Set task: Collect every line of the material below that contains the word "grass", and copy each one in full.

Dataset content:
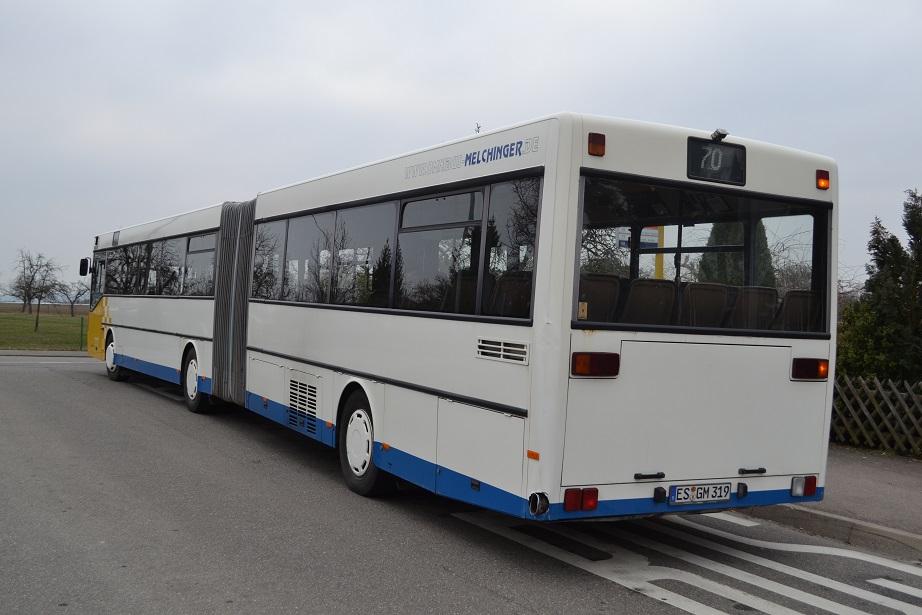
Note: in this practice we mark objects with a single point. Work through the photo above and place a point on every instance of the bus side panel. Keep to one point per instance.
---
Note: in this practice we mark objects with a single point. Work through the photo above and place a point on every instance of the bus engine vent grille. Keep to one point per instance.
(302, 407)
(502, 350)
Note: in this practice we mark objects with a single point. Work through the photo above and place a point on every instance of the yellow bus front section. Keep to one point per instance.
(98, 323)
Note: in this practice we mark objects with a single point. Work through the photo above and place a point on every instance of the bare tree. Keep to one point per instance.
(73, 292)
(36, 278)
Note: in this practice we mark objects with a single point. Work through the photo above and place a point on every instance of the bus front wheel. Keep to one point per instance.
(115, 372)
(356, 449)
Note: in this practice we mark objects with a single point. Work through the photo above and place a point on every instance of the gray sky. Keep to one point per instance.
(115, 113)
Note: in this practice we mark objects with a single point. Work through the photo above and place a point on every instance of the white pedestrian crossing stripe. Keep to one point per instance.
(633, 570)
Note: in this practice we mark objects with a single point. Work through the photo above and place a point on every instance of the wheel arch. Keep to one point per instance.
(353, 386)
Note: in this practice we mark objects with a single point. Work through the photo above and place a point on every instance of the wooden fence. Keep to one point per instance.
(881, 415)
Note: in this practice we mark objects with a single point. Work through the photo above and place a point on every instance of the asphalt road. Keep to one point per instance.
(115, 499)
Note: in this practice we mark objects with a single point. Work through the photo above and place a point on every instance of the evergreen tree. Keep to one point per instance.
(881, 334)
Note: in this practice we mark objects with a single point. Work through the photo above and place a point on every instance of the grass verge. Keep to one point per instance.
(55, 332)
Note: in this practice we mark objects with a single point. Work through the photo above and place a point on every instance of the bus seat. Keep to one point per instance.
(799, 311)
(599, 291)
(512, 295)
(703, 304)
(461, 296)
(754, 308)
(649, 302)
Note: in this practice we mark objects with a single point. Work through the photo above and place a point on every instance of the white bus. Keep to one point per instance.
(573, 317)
---
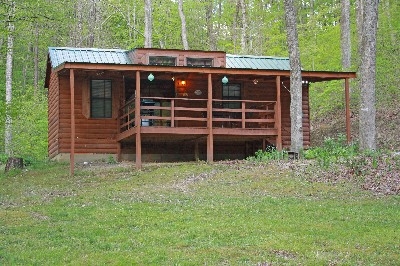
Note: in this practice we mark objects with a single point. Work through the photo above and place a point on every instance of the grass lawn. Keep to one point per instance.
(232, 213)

Output:
Note: in this practice we mark objects with a single point. Work through the photo above and place a point on every instance of the grass verge. Keep to one point per instance.
Note: in this practice we mark objects with a single point. Work through the photo above and place a point on every instance of the grass lawn. Keep to one point per instance.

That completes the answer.